Quote every line of text in the records below word for word, leaving the pictures out of your answer.

→ PROVIDED INFORMATION:
>> start

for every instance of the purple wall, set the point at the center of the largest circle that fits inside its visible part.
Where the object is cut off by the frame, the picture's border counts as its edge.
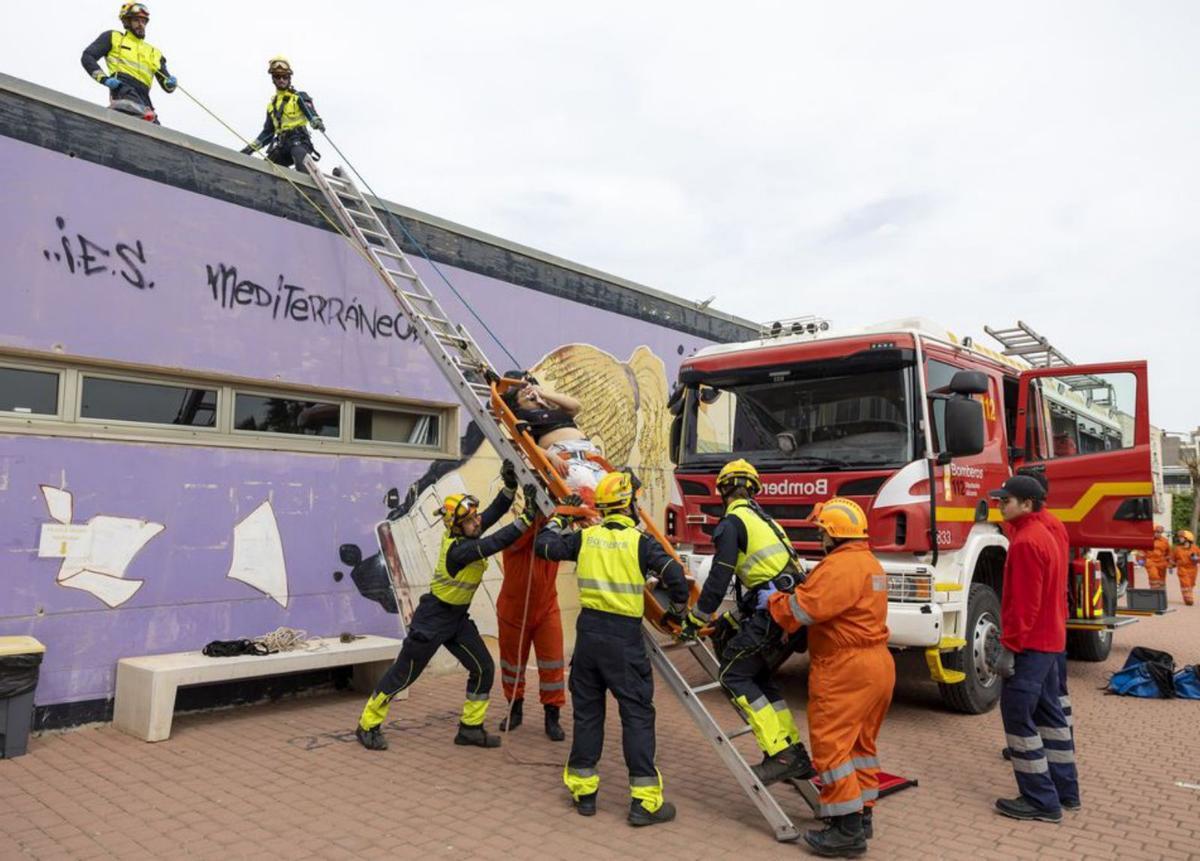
(157, 295)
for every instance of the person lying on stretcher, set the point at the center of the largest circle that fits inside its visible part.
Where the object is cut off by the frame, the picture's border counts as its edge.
(551, 420)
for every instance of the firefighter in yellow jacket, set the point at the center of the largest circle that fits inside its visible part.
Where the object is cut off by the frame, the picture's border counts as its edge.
(612, 561)
(288, 115)
(133, 64)
(442, 618)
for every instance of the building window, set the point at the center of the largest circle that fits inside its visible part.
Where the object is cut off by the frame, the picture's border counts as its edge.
(25, 391)
(268, 414)
(376, 425)
(153, 403)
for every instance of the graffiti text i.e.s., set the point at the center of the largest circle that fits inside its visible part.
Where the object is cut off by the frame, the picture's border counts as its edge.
(84, 257)
(297, 305)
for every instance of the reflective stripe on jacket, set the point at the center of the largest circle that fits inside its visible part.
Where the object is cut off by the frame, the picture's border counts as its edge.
(286, 112)
(765, 555)
(609, 572)
(461, 588)
(133, 56)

>> end

→ RESPONSE TO THE EXERCISE:
for every instance of the purple wall, set the point at the center of the largest circle that fits inside its visible part.
Where the object is cut off by the frame, the picture's border counts as its edge.
(157, 295)
for every instance of the person lying on stretcher, set the point at the center of the largest circle that fits inside its visible part.
Where the object is cut off by the frame, the picture's border counts as its edge.
(551, 420)
for every instance of the firefighter in yellow jacket, set the point at the center of the largest circle that fits inside its visible part.
Where the object is cut off by the frame, the picture's border counts as its edge.
(612, 561)
(288, 115)
(133, 64)
(442, 618)
for every instance of the building window, set the point at the center of the largest circle that fits inside its visible part.
Where the object is cut off by the frame, the picture's border counts as its edge.
(25, 391)
(268, 414)
(376, 425)
(153, 403)
for every instance of the graffiti text i.e.s., set the point at the center of the largest circle that fits inside its visible part.
Where the object is cut off by the frame, the picture's border counts as its edge.
(84, 257)
(297, 305)
for every instance of the reflective stripe on jacket, set the point at the center of the largest circle that fits inside its visible part.
Where the object is cut off by the frame, the picture's border counts as its edge.
(286, 112)
(765, 555)
(609, 572)
(461, 588)
(133, 56)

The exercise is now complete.